▸ **Your task**: Copy verbatim every line from the one containing "Circle any woman's face in the image." through the one containing "[[318, 46, 553, 275]]", including both of those lines.

Source items
────────────────────
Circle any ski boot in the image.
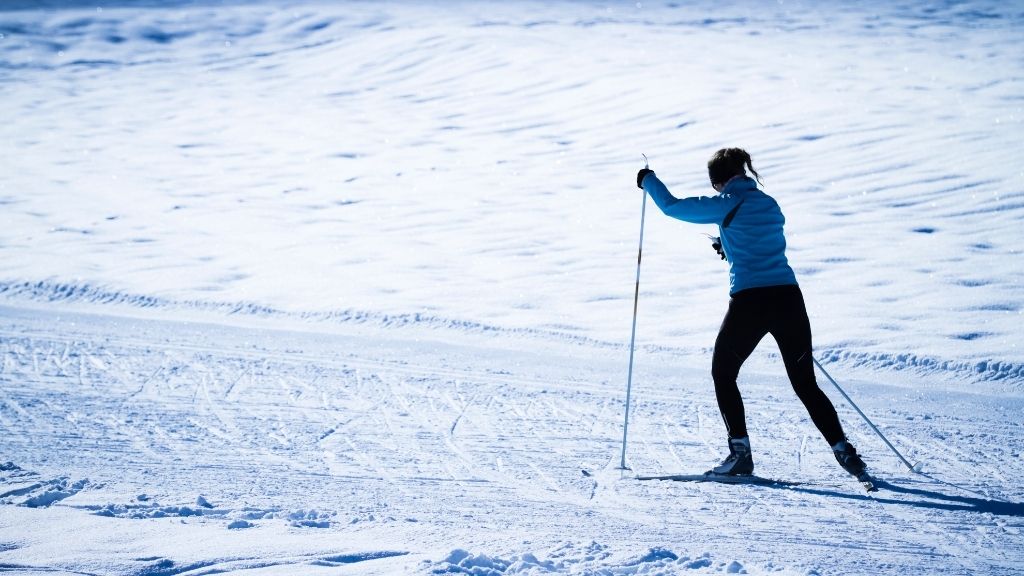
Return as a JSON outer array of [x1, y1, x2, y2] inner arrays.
[[705, 436, 754, 476], [833, 440, 878, 492]]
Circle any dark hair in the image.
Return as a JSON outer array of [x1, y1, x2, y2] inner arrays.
[[708, 148, 764, 184]]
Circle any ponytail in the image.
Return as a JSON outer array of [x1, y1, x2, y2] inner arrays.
[[708, 148, 764, 186]]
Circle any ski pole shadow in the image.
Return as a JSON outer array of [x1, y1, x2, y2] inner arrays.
[[790, 480, 1024, 518]]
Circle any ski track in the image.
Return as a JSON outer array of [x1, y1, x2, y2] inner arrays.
[[0, 303, 1024, 574]]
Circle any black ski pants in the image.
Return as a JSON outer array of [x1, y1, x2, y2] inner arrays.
[[711, 285, 844, 445]]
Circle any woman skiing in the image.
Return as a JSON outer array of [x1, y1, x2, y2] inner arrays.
[[637, 148, 868, 480]]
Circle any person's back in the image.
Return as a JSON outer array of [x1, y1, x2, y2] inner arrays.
[[720, 176, 797, 294], [637, 148, 870, 486]]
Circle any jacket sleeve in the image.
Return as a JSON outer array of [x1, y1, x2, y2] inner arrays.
[[641, 172, 739, 224]]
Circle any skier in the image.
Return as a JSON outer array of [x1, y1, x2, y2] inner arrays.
[[637, 148, 869, 480]]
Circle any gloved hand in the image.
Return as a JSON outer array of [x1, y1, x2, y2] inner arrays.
[[637, 168, 654, 190], [711, 236, 725, 260]]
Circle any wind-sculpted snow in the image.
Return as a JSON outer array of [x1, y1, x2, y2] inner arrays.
[[0, 0, 1024, 576], [0, 281, 1024, 383], [0, 1, 1024, 378]]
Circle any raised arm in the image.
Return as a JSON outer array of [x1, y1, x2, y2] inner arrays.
[[641, 172, 739, 224]]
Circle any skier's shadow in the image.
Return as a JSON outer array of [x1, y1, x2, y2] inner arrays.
[[791, 481, 1024, 517]]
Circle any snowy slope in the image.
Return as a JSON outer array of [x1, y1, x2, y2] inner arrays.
[[0, 0, 1024, 576], [0, 2, 1024, 381]]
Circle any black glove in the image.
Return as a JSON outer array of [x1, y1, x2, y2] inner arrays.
[[711, 236, 725, 260], [637, 168, 654, 190]]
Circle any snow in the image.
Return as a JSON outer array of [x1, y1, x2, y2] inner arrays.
[[0, 0, 1024, 576]]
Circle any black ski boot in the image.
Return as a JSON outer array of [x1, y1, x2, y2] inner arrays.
[[833, 440, 877, 492], [706, 436, 754, 476]]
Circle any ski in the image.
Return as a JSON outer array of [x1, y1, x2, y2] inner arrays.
[[636, 474, 804, 486]]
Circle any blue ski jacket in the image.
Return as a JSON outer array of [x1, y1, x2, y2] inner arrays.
[[641, 172, 797, 294]]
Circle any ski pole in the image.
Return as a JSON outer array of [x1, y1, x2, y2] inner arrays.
[[618, 155, 649, 470], [811, 356, 920, 474]]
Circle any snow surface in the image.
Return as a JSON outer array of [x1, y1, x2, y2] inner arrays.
[[0, 0, 1024, 576]]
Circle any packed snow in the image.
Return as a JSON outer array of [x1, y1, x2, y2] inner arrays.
[[0, 0, 1024, 576]]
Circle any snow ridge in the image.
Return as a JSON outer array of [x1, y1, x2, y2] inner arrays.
[[0, 280, 1024, 386]]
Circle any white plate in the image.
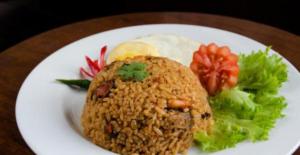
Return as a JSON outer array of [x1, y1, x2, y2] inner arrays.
[[16, 24, 300, 155]]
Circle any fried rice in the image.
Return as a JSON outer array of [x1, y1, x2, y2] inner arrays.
[[81, 56, 213, 155]]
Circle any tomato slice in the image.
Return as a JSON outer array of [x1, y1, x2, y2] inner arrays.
[[190, 43, 239, 95]]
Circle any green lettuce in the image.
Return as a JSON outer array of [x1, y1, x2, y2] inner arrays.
[[194, 48, 287, 152]]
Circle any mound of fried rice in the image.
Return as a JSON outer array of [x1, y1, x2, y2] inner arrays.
[[81, 56, 213, 155]]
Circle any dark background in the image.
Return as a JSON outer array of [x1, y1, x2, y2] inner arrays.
[[0, 0, 300, 51]]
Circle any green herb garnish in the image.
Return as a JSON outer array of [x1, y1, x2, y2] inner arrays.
[[117, 62, 149, 81], [56, 79, 91, 89], [194, 48, 288, 152]]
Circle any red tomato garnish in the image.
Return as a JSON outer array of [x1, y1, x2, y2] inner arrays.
[[190, 43, 239, 95], [80, 46, 107, 78]]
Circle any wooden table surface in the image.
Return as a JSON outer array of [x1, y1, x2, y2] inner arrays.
[[0, 12, 300, 155]]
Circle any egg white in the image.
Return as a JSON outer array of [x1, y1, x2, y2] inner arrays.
[[133, 34, 200, 66]]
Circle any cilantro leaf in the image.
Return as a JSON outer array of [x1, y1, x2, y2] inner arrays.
[[117, 62, 149, 81]]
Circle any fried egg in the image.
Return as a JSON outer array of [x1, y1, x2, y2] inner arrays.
[[107, 34, 200, 66]]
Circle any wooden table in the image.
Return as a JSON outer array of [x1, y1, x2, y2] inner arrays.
[[0, 12, 300, 155]]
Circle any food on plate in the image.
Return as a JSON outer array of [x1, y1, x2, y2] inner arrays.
[[80, 46, 107, 78], [190, 43, 239, 95], [82, 56, 213, 154], [194, 48, 287, 151], [107, 34, 200, 66], [107, 41, 159, 64], [58, 34, 288, 154]]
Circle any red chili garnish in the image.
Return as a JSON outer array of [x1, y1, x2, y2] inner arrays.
[[80, 46, 107, 78]]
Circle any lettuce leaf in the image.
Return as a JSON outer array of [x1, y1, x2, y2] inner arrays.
[[194, 48, 287, 152], [238, 47, 287, 93]]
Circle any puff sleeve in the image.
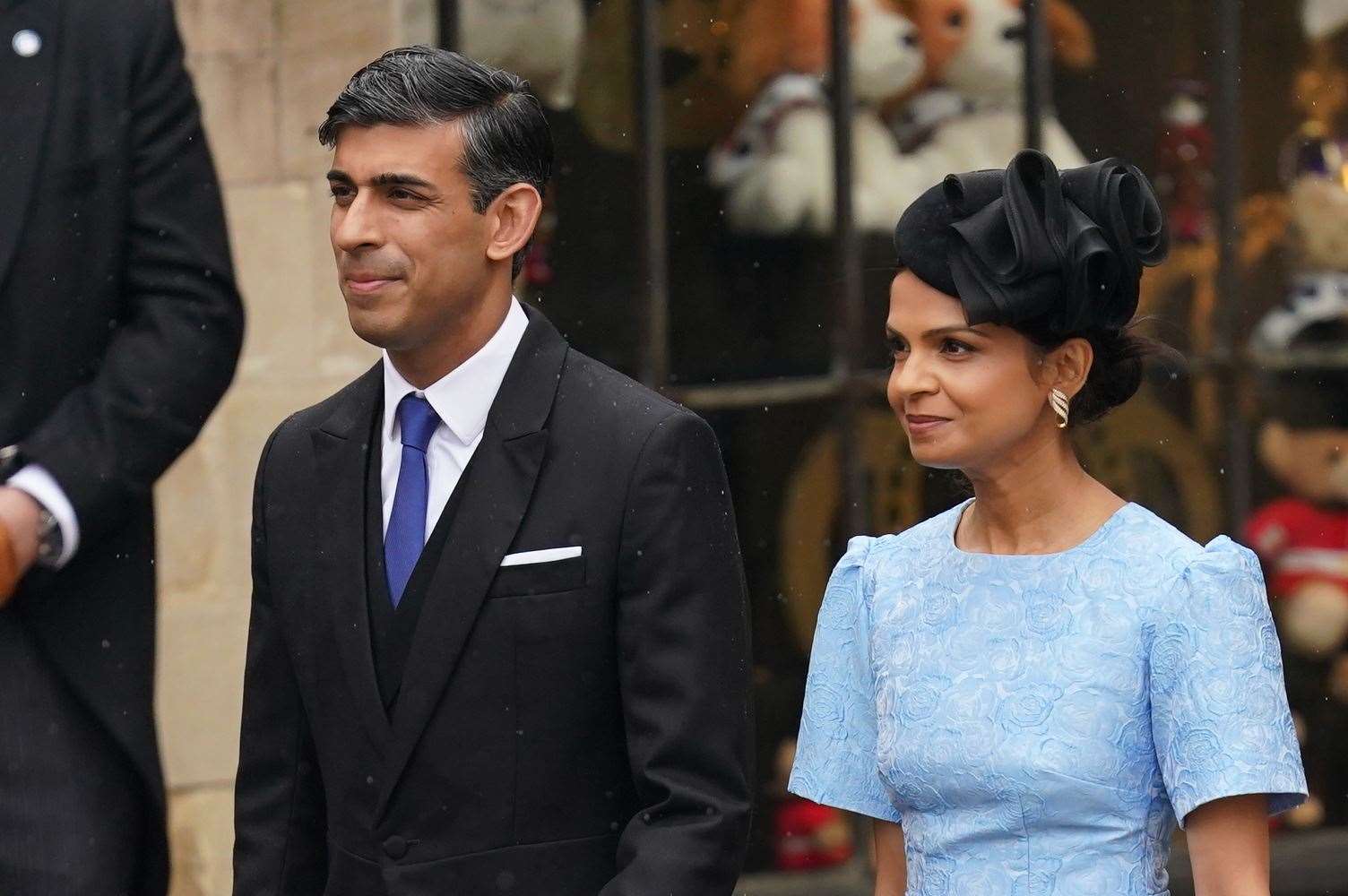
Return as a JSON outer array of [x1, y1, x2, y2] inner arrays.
[[787, 536, 899, 822], [1148, 536, 1306, 827]]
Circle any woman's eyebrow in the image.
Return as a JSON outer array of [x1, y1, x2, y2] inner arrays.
[[922, 323, 987, 340]]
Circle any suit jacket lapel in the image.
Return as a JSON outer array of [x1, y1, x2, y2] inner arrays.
[[313, 363, 390, 752], [0, 0, 61, 283], [375, 306, 567, 818]]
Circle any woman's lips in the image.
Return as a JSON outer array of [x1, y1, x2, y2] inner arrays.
[[903, 414, 950, 435]]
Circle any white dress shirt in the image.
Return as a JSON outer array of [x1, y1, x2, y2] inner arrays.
[[379, 299, 529, 538], [5, 463, 80, 569]]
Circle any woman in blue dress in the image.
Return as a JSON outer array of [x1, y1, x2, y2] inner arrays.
[[790, 151, 1306, 896]]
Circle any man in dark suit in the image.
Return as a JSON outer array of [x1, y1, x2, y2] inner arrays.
[[0, 0, 243, 896], [235, 47, 749, 896]]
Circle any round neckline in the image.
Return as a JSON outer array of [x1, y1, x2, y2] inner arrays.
[[945, 497, 1134, 561]]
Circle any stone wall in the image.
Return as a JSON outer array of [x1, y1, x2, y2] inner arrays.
[[158, 0, 436, 896]]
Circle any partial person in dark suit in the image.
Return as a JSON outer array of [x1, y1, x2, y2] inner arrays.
[[235, 47, 749, 896], [0, 0, 243, 896]]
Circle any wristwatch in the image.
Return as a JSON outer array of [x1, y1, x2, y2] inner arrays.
[[0, 444, 65, 569]]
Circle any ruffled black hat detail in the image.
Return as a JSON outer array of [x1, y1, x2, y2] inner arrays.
[[894, 150, 1169, 335]]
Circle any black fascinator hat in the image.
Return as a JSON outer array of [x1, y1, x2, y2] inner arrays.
[[894, 150, 1169, 338]]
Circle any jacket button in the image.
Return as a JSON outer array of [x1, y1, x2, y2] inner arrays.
[[385, 834, 407, 861]]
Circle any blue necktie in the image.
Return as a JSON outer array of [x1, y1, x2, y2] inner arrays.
[[385, 393, 439, 607]]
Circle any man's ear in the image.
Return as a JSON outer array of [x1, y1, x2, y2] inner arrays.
[[1045, 337, 1094, 399], [487, 184, 543, 262]]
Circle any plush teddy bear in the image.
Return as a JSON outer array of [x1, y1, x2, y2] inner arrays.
[[1246, 355, 1348, 827], [709, 0, 929, 235], [893, 0, 1094, 170]]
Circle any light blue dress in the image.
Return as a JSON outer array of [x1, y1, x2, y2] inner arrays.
[[790, 503, 1306, 896]]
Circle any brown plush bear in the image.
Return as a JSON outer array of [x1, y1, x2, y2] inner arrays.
[[1246, 361, 1348, 827]]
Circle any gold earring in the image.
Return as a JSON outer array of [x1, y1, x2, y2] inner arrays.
[[1049, 388, 1072, 430]]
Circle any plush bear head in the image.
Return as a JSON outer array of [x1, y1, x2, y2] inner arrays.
[[1257, 369, 1348, 508], [727, 0, 925, 105]]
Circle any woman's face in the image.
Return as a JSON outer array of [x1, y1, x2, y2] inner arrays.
[[886, 271, 1057, 471]]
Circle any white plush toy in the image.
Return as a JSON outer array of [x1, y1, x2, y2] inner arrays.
[[906, 0, 1094, 175], [709, 0, 926, 235], [457, 0, 585, 109]]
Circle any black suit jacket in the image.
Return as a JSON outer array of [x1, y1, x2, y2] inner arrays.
[[235, 310, 751, 896], [0, 0, 243, 893]]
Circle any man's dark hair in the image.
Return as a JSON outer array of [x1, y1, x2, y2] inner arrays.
[[318, 46, 553, 275]]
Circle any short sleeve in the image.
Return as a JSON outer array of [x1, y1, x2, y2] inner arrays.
[[1148, 536, 1306, 826], [789, 538, 899, 822]]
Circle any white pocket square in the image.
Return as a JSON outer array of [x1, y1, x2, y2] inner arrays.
[[501, 545, 581, 566]]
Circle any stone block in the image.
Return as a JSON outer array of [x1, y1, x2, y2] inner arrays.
[[225, 182, 332, 382], [155, 601, 248, 787], [187, 53, 279, 185], [174, 0, 276, 53], [168, 784, 235, 896]]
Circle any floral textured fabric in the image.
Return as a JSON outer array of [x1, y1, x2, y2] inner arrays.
[[790, 503, 1306, 896]]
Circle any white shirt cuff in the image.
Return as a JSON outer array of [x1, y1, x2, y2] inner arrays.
[[5, 463, 80, 569]]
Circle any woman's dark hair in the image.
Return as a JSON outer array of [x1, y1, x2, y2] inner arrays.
[[318, 46, 553, 273], [1011, 323, 1177, 426]]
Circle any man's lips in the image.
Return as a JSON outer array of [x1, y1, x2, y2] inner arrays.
[[344, 273, 398, 292]]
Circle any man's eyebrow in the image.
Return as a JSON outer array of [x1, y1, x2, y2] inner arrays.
[[369, 171, 436, 190], [327, 168, 436, 190]]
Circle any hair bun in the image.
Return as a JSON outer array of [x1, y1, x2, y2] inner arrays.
[[895, 150, 1167, 334]]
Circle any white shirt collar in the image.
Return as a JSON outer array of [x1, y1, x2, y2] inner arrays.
[[383, 297, 529, 444]]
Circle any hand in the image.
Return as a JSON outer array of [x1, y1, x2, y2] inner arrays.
[[0, 487, 42, 607]]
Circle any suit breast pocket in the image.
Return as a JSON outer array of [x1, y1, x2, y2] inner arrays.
[[487, 556, 585, 599]]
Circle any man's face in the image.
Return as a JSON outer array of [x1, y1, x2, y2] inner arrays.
[[327, 124, 489, 351]]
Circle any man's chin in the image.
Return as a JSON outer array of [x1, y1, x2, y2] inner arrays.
[[347, 305, 403, 350]]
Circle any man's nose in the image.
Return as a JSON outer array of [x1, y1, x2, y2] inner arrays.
[[894, 351, 937, 398], [332, 195, 383, 252]]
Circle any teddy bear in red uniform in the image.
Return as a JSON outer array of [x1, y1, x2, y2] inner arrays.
[[1246, 369, 1348, 827]]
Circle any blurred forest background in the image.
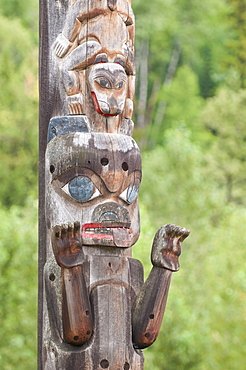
────────────────────
▸ **Answer**:
Circle any woman's face in the image.
Return as a JSON outer array of [x1, y1, x2, y2] inner arrays.
[[886, 271, 1057, 471]]
Circle any white plush toy in the image.
Return as a JSON outer array of [x1, y1, x2, y2] inner arrays.
[[906, 0, 1094, 175], [709, 0, 926, 235], [457, 0, 585, 109]]
Circle any black suit jacket in the image.
Return as a JSON outer array of [x1, y1, x2, y2] inner arrays.
[[235, 310, 751, 896], [0, 0, 243, 893]]
Circle any man's dark hair in the image.
Return as a JSON outer array of [x1, y1, x2, y2] inner arrays.
[[318, 46, 553, 275]]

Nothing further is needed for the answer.